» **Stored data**
==================================================
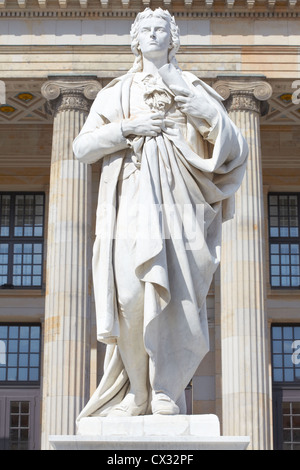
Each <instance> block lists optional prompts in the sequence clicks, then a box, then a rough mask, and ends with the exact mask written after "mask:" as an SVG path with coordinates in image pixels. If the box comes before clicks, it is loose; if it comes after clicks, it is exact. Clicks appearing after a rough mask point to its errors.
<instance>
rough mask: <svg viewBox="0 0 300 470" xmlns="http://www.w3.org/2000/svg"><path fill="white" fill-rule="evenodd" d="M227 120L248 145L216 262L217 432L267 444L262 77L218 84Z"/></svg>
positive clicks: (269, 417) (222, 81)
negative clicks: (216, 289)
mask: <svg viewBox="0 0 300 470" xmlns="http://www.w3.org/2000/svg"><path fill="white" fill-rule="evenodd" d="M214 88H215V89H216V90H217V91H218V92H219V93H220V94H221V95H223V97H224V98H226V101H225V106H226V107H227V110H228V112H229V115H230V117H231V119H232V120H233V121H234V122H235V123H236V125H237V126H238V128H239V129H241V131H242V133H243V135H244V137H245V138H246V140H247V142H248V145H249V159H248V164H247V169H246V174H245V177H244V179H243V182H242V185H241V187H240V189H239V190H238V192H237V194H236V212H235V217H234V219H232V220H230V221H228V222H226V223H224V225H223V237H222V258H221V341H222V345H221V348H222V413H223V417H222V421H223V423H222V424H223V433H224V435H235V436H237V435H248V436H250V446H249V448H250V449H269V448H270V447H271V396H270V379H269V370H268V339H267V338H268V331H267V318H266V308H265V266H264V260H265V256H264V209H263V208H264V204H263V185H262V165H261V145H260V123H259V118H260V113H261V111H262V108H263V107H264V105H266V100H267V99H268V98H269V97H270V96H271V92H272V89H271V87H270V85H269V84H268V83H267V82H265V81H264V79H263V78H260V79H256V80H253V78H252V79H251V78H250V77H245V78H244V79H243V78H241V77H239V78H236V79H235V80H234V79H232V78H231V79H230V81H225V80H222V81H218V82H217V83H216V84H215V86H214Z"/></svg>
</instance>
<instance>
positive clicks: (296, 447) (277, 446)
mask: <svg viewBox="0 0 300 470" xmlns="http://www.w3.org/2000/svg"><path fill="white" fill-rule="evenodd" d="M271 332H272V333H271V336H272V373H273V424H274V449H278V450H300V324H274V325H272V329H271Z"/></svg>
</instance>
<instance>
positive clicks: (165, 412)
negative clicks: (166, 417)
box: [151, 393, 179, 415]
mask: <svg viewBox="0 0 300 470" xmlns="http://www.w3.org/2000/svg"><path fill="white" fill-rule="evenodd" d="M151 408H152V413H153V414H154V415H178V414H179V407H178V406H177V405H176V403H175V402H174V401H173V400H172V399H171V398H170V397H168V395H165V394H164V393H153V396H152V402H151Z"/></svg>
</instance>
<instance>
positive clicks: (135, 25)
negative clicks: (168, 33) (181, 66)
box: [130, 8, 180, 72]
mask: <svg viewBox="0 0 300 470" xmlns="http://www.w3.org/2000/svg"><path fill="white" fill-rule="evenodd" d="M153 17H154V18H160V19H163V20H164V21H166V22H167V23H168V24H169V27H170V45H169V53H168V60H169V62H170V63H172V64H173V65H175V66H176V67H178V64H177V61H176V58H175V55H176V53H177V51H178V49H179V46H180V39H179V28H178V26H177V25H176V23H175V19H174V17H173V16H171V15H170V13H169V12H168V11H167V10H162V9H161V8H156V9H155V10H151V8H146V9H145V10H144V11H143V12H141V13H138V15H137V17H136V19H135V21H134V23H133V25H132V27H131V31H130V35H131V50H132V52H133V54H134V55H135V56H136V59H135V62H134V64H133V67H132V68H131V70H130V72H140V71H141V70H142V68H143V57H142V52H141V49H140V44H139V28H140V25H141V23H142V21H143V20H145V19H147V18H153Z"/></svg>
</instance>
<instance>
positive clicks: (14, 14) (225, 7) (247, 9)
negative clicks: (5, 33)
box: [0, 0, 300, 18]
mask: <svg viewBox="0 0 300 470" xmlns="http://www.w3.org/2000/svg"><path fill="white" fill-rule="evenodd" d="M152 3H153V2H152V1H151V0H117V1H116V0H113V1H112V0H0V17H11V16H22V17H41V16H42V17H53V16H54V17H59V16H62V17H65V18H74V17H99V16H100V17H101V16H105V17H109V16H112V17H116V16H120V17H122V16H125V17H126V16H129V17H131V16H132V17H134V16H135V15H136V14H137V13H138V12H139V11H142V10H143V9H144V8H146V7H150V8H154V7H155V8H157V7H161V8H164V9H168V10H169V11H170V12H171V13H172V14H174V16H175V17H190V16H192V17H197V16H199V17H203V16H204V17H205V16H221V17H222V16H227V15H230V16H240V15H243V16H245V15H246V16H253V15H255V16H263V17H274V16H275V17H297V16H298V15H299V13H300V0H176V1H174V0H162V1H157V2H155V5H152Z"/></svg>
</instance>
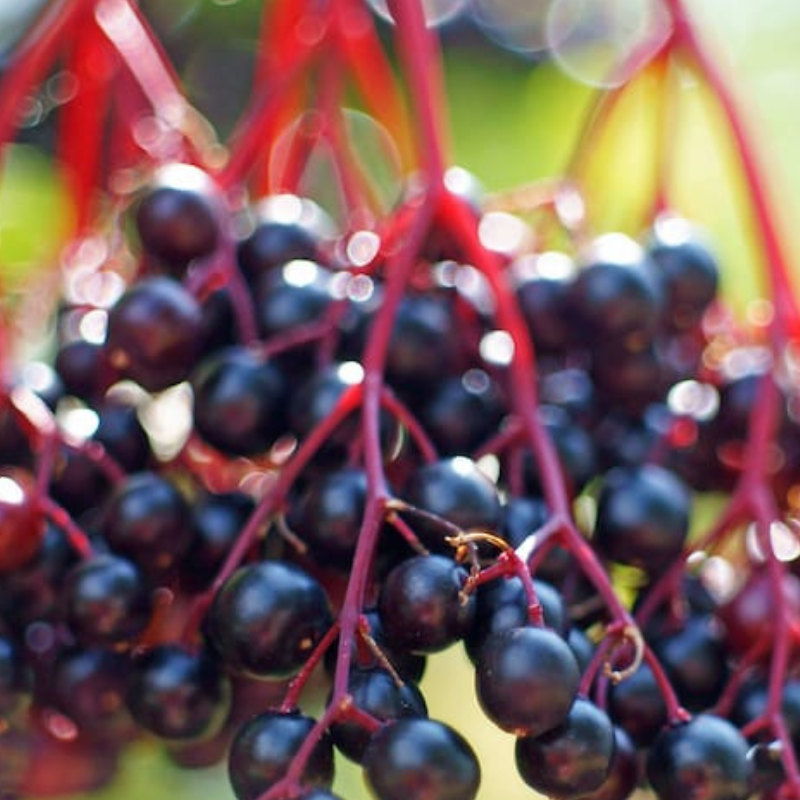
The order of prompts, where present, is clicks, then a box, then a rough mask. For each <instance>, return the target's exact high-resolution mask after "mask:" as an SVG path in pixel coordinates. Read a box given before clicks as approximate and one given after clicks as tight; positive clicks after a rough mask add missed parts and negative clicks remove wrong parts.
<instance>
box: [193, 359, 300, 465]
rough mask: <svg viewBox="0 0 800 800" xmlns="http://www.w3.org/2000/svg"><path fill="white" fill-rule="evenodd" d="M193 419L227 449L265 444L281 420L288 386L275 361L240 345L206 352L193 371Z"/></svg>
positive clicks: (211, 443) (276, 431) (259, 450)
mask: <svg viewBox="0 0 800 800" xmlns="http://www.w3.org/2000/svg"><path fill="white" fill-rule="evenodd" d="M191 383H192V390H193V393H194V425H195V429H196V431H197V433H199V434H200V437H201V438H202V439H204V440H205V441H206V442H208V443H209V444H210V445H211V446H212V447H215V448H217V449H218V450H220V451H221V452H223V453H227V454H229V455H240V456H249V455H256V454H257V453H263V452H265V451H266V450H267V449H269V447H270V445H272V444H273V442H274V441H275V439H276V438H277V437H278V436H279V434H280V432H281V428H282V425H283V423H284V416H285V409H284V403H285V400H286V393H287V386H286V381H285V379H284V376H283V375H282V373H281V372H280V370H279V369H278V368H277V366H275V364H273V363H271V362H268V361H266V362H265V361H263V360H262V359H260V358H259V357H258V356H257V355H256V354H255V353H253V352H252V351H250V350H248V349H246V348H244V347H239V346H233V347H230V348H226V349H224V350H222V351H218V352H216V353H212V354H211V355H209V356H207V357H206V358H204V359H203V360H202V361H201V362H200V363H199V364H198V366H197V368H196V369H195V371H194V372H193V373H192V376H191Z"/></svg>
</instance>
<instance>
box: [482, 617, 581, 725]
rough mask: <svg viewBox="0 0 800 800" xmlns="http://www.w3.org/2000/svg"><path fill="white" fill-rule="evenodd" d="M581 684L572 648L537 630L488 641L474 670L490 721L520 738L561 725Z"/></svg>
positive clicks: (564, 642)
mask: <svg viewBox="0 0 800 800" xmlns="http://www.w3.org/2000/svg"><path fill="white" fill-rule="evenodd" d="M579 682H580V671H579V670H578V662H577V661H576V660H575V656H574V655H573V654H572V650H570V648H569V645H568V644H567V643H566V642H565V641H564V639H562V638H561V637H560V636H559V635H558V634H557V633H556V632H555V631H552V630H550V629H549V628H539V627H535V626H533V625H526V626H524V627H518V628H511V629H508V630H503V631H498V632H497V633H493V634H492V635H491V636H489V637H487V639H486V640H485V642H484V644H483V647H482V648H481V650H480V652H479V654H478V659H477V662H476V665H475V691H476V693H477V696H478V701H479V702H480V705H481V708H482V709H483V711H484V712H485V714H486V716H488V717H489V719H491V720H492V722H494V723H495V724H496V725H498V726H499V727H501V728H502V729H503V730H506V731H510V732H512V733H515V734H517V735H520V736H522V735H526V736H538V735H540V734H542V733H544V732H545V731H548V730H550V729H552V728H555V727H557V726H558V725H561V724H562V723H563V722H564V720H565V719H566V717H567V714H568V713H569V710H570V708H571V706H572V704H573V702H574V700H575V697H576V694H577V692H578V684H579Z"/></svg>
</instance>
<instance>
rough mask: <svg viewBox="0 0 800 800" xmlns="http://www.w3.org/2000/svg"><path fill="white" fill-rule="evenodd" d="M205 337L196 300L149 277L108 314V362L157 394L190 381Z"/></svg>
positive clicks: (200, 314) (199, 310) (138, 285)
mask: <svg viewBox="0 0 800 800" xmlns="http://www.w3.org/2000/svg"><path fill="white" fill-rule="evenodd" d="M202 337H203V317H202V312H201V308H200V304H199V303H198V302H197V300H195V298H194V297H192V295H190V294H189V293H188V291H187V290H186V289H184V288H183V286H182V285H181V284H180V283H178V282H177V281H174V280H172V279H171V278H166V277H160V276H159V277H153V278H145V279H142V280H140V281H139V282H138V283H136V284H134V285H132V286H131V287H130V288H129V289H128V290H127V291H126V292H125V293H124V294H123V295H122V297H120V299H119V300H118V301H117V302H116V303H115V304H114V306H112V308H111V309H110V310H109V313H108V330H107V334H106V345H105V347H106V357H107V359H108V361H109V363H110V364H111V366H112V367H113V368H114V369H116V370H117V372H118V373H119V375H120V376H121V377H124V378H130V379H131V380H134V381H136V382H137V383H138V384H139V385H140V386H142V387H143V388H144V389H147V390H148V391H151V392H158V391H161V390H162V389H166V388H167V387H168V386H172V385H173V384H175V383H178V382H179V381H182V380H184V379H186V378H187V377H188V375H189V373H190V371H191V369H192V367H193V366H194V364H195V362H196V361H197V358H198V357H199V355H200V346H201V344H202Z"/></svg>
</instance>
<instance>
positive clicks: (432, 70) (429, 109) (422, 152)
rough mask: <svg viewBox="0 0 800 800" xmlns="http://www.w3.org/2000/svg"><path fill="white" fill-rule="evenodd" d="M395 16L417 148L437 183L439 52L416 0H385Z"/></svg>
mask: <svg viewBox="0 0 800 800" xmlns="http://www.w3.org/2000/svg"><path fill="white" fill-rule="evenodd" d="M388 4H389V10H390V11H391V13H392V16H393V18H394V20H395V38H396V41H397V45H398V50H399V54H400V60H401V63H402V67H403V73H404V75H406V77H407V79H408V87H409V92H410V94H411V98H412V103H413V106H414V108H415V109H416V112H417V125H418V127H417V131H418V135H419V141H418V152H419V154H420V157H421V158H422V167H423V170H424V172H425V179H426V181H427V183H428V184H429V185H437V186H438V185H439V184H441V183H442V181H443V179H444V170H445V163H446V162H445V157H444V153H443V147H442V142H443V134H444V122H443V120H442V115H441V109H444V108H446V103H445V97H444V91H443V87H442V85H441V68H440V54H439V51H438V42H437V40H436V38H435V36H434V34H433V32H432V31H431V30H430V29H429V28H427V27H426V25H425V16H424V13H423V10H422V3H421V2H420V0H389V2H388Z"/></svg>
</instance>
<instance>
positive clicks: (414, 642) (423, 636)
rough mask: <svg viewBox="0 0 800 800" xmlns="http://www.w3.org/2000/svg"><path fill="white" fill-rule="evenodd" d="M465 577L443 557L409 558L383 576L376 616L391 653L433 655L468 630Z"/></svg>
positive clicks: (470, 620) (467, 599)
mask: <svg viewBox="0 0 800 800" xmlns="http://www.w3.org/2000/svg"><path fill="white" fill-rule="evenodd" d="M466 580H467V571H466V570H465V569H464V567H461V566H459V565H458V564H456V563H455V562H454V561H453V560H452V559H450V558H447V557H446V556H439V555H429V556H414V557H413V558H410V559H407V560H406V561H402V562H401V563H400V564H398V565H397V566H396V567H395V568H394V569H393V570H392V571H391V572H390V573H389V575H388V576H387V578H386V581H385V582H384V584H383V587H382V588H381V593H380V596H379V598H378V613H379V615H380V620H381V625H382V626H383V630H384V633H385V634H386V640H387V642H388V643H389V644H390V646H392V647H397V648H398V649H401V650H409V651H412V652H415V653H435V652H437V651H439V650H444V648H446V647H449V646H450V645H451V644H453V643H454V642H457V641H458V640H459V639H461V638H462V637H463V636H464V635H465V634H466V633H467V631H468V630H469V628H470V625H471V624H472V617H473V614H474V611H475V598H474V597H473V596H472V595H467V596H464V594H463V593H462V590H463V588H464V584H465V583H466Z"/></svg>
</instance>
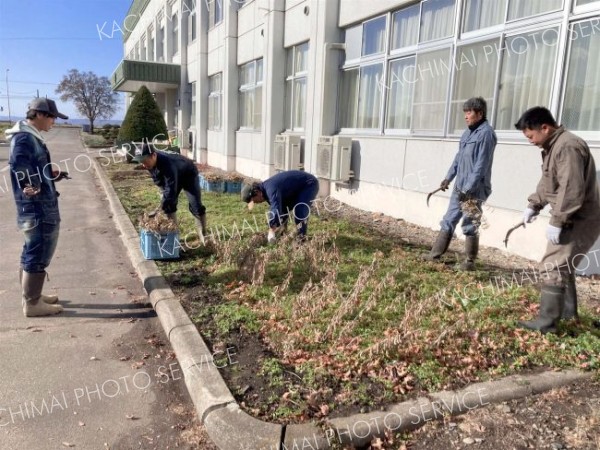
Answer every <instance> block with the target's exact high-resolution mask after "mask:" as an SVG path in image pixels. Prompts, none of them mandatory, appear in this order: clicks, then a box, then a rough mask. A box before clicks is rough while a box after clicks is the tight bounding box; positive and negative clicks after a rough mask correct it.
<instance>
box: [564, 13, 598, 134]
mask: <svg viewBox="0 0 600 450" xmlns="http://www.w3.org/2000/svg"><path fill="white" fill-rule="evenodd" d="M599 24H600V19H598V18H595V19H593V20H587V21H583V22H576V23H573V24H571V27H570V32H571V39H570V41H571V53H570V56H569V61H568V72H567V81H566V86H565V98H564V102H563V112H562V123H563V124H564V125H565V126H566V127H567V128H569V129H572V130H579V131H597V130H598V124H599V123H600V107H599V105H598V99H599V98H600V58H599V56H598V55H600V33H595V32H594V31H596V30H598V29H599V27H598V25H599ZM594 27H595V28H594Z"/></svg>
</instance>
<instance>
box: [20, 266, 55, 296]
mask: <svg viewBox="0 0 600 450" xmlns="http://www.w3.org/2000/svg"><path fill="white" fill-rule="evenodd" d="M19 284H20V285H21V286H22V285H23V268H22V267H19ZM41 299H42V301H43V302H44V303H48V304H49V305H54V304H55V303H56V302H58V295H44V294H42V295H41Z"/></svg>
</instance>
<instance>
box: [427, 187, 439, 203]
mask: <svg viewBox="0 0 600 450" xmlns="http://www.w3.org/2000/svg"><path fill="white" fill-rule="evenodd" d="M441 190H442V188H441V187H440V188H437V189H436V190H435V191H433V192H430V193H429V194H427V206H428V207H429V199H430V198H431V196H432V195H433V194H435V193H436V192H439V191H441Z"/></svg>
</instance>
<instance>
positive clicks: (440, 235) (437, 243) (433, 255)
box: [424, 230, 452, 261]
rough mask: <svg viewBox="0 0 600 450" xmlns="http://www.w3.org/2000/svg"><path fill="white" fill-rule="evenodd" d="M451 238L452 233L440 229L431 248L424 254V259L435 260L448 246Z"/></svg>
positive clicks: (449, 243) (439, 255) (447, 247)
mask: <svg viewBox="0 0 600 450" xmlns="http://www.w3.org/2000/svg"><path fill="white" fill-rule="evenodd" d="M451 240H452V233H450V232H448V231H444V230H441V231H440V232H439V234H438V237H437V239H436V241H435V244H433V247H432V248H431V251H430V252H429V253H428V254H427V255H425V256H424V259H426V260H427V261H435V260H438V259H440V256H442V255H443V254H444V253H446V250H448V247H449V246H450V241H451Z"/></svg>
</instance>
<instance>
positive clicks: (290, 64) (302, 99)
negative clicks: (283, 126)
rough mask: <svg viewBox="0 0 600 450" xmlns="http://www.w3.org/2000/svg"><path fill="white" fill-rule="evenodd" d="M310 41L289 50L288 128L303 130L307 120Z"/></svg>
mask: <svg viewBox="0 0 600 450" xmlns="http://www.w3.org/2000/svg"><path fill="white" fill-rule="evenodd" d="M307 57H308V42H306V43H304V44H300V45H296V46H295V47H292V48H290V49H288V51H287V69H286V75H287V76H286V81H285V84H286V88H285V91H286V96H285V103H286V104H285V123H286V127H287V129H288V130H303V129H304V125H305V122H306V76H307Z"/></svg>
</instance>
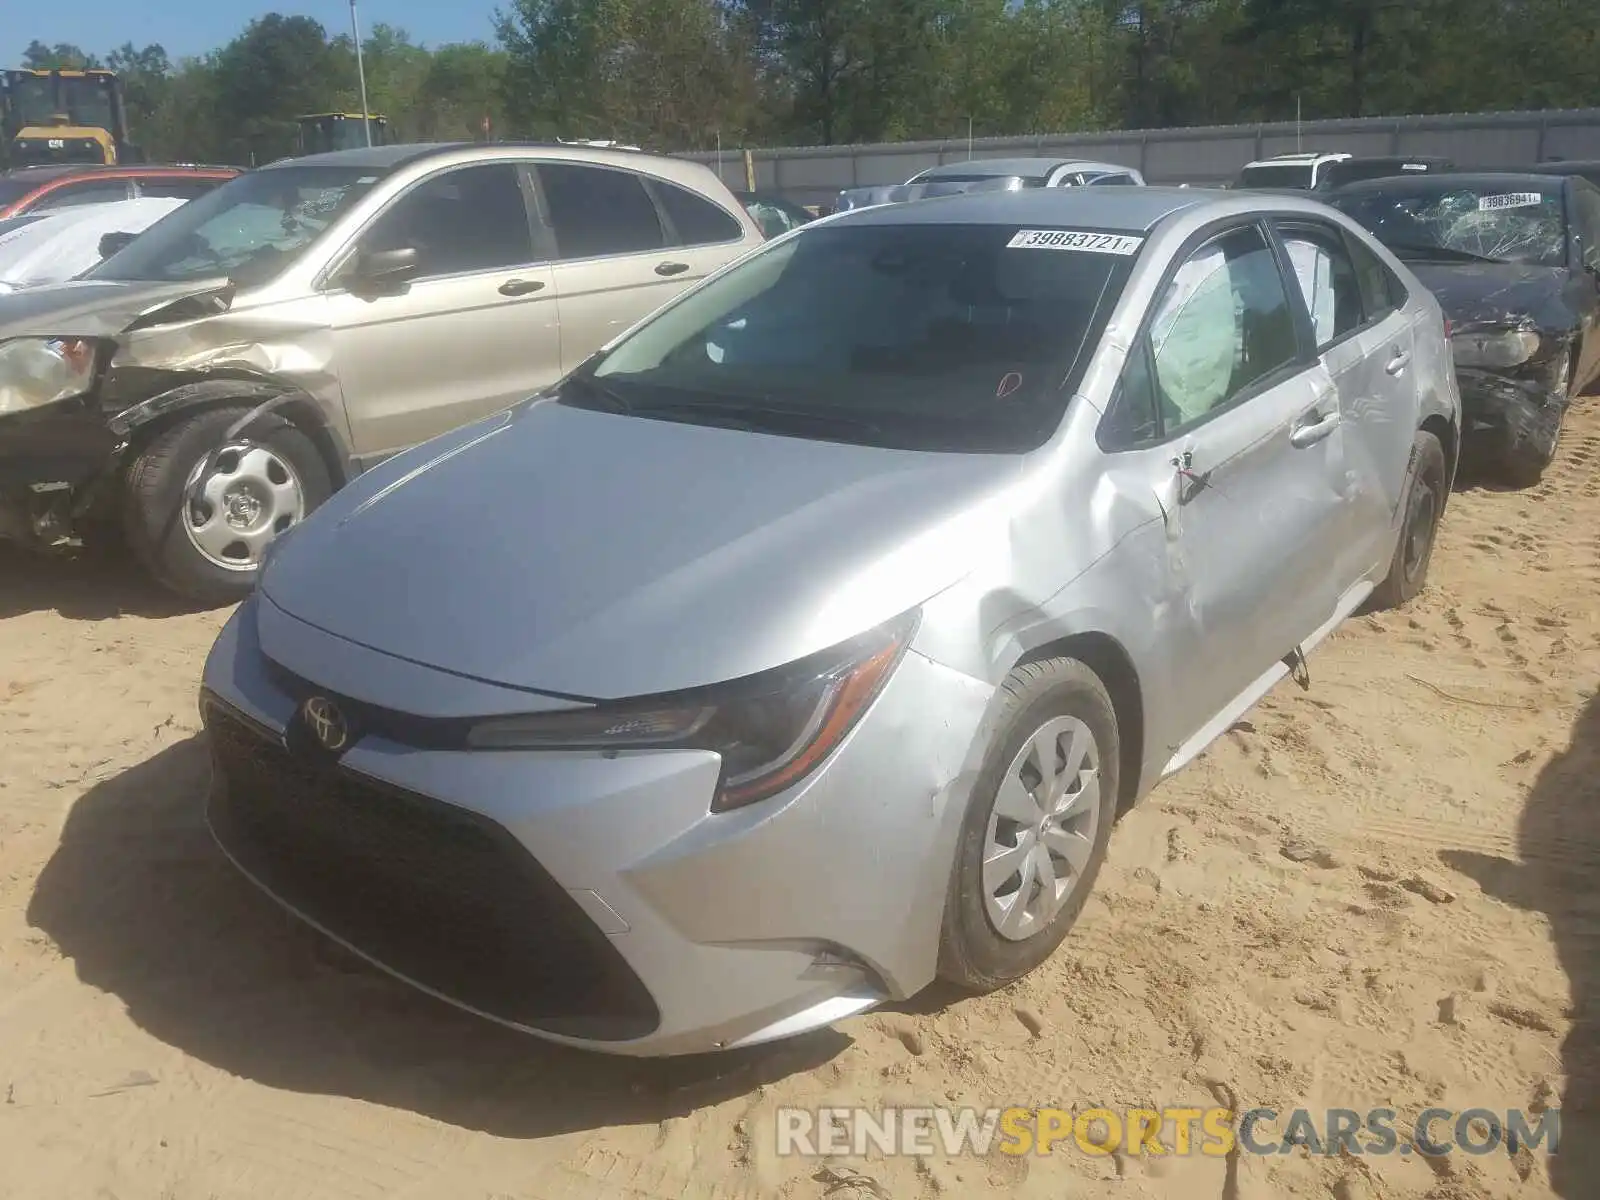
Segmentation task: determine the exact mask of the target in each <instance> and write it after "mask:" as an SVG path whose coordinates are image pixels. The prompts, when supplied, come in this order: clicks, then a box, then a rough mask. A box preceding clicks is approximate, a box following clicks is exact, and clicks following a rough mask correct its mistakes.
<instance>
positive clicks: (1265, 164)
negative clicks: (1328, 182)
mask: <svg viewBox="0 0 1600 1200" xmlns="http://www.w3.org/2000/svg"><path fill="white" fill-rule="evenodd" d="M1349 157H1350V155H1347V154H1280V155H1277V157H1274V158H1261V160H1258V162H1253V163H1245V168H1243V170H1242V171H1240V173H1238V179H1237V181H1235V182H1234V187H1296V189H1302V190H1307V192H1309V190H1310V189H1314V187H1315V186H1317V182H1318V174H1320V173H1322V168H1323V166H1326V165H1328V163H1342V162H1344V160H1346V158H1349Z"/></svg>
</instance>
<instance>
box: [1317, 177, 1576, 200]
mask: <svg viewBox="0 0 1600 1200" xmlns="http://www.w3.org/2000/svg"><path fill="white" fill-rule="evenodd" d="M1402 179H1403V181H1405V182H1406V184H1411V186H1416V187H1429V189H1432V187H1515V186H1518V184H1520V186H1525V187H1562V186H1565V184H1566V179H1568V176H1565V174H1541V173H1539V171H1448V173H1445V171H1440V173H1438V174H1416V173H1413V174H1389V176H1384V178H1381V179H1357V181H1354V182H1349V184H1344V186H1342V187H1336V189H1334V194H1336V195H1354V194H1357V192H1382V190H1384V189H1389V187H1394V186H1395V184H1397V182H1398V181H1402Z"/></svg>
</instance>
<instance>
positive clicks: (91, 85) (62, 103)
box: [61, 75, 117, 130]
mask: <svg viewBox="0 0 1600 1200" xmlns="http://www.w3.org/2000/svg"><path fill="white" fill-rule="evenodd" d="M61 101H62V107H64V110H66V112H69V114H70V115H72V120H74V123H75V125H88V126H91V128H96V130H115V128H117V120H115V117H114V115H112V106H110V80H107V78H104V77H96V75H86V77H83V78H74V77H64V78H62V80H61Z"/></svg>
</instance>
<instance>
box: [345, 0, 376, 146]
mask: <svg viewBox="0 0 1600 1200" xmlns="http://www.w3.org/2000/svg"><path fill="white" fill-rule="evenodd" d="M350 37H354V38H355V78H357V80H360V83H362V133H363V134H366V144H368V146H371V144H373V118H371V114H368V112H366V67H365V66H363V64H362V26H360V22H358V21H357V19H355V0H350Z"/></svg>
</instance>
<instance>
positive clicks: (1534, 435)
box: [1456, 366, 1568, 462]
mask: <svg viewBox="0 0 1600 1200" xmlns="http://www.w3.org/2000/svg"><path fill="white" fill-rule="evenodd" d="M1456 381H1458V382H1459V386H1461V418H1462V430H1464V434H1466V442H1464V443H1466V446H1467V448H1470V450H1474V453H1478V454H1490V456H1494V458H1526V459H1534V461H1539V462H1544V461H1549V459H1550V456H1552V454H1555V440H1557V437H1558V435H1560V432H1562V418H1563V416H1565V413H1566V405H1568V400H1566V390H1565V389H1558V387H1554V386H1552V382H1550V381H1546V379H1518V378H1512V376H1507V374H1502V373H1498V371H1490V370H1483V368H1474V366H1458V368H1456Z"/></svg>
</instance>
==================================================
» **WORK INSTRUCTION**
Determine how many lines in the records contain "this", and reply with the number only.

» **ANSWER SECTION**
2